Reading passage>
____________

August 2017 / Insights | News

Three Ways to Help Solve the Italy-Libya Migrant Crisis

Rob Noble considers what can be done on local and international levels to help solve the migrant crisis.

Italy is at breaking point. It has asked the EU to help share the burden of the thousands of migrants streaming into the country on a daily basis – even threatening to stop foreign boats bringing in those rescued in the Mediterranean. The European Union has and continues to pledge its support and yet little has changed. The plans made over the last few years are being executed, but Italy is a long way from having a solution to the problem.

Is it time for a rethink and new approach to this growing crisis? Here I analyse some of the issues that must continue to be discussed and offer thoughts to stimulate further debate around how to tackle the problem, and in particular an often over-looked aspect of this humanitarian disaster.


study of mixed refugee and migrant flows by UNHCR, the UN refugee agency, was published early July 2017 and found that around half of those travelling to Libya do so believing they can find jobs there, but end up fleeing onwards to Europe to “escape life-threatening insecurity, instability, difficult economic conditions plus widespread exploitation and abuse”.

The report goes on to say that “Foreign nationals going to Libya are part of mixed migration flows, meaning that people with different backgrounds and motivations travel together along the same routes, often with the help of ruthless people smugglers and criminal gangs.”

Does this UNHCR study explain the full picture? The reality is that desperate people are being exploited and actively encouraged to give away their life savings, risking everything, in order to pursue a potentially unachievable goal, while funding criminal activities and possibly even terrorism.

Islamic State and Al Qaeda have a presence in western Libya. Fundamentalist or Jihadi-linked groups operate in the region and fuel the huge fire of discontent among migrants. Trafficking people is not routine criminality – and they are amongst those making big money from migrants.

But the list of those involved in this trade is extensive. There are the facilitators in the countries of origin who recruit the potential migrants; those who run the camps in the south of the country where they are gathered before their journey through Libya itself; and those receiving the migrants and sending them off on to the Mediterranean in the less-than-adequate boats.

____________

Records for processing>

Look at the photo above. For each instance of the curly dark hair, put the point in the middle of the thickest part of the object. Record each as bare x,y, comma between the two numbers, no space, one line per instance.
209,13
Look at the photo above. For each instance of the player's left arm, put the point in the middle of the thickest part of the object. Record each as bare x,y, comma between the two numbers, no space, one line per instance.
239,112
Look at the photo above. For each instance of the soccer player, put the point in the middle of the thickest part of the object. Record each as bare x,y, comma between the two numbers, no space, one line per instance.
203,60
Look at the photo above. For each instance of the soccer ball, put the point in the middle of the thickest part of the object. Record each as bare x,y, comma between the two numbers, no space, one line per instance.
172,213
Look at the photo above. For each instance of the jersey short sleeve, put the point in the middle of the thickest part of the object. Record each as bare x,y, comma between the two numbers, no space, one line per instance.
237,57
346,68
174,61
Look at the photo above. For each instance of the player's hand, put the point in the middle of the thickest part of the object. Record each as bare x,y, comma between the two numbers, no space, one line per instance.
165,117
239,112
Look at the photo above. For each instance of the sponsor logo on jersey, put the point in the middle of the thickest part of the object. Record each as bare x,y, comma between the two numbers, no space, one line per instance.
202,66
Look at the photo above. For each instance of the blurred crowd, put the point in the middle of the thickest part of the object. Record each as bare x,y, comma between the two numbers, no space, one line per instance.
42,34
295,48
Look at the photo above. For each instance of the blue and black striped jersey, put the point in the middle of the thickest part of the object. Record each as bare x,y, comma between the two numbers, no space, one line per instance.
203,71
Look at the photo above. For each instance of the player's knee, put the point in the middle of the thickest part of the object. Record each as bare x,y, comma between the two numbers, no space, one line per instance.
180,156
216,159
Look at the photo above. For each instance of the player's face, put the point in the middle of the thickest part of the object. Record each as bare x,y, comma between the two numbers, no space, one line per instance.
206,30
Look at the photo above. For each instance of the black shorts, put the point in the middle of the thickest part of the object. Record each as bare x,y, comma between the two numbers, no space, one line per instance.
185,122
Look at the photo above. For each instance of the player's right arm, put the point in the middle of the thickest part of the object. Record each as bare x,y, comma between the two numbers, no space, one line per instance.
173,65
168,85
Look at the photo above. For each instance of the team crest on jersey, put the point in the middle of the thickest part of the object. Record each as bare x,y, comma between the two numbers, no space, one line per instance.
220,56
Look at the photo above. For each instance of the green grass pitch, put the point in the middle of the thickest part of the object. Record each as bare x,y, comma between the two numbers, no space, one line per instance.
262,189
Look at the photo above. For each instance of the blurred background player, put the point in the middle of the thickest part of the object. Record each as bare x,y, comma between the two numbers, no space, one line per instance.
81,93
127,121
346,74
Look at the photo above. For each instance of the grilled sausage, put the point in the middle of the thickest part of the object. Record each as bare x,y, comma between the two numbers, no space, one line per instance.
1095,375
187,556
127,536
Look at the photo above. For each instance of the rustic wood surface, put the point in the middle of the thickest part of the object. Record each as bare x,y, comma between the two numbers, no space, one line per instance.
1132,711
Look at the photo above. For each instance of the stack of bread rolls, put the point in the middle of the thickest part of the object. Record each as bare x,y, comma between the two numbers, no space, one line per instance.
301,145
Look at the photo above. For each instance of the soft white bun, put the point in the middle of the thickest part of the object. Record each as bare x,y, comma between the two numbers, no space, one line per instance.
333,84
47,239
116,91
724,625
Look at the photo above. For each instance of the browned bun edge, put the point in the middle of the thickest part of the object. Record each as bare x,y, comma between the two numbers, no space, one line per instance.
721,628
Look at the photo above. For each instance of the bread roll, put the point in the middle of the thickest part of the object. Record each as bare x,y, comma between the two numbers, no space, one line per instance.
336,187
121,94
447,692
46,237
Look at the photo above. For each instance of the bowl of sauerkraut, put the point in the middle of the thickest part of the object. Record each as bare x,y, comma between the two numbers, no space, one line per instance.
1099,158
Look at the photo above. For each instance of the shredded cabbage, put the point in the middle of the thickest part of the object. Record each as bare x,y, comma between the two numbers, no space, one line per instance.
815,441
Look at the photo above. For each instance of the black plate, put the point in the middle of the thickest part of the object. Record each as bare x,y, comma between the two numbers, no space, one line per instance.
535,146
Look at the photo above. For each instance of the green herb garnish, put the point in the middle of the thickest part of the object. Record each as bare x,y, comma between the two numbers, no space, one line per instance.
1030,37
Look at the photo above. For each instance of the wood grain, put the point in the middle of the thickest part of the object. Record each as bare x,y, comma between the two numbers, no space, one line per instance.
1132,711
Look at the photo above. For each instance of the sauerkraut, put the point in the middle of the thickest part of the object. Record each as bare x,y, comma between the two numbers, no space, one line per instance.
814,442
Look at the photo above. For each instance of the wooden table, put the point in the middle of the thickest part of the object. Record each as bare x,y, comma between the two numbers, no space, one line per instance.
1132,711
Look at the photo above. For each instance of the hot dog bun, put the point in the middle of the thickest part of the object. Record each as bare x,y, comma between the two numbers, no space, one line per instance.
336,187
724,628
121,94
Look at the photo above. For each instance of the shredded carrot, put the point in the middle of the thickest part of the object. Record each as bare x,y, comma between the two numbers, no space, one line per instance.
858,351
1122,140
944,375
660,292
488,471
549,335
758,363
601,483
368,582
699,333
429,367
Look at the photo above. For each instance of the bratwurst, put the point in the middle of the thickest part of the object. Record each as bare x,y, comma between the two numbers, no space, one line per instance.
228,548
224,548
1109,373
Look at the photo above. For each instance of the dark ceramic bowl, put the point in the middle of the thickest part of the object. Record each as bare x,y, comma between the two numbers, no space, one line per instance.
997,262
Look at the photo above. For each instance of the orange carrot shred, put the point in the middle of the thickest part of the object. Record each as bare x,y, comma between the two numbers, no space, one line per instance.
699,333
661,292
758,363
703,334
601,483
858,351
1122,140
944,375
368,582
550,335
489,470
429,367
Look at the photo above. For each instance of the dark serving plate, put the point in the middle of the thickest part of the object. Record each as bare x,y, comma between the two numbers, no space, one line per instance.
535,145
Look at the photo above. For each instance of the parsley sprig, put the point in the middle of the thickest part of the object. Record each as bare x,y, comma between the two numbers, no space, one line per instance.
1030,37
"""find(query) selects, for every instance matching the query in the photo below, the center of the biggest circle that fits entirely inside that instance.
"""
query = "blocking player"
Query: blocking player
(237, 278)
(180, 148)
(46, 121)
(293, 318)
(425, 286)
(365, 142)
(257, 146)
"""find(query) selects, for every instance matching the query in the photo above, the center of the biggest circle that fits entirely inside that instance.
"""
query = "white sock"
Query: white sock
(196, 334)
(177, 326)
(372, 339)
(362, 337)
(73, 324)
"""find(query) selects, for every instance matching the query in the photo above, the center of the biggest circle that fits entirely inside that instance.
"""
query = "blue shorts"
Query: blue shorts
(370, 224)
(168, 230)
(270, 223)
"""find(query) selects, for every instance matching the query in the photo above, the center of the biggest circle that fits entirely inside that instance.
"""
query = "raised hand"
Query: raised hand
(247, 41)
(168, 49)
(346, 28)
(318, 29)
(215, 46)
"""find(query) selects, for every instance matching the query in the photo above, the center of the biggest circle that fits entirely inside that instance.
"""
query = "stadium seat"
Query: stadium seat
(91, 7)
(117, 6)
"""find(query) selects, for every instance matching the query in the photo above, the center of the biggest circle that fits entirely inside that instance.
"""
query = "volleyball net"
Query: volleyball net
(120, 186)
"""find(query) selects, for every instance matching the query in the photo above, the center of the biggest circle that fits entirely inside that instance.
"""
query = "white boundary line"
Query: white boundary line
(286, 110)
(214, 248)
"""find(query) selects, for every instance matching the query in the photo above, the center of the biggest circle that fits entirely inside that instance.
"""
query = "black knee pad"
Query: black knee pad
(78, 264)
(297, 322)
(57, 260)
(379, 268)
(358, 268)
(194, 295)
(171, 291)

____________

Aim 1> Pull out every row that contains the string "blocking", treating uppercase and lowercase letters as different.
Aim 2> Write the next part of the article on the Italy-Libya migrant crisis, starting from where the text stops.
The article and the rows have nothing to do with each other.

Task result 1>
query = "blocking player"
Query: blocking player

Task result 2>
And who are these perpetrators? Well, they are everyone from uniformed members of the very groups that should be stopping the trade in the home countries. They are militias making up the various factions in the continued fighting in Libya; mercenaries from Sudan and Chad who, like the militia, are replacing or supplementing the wage they receive for fighting; and even elements of the Libyan Coastguard who are being equipped, trained and mentored by the international community were believed to be involved. On top of this are those involved in the laundering of the profit generated, who are evidenced carrying out their transactions in Switzerland, Sudan and Dubai.

To tackle the problem in Italy and Europe, we have to focus not only on Europe’s borders, but also go back to Libya and build its ability to counter this. The camps in the south of Libya must be shut down, to end the gathering of people in appalling conditions. The free movement of the smugglers and migrants through Libya and on to the Mediterranean must be stopped and the country of Libya must be supported as it gets back on its feet and creates the infrastructure to control this problem.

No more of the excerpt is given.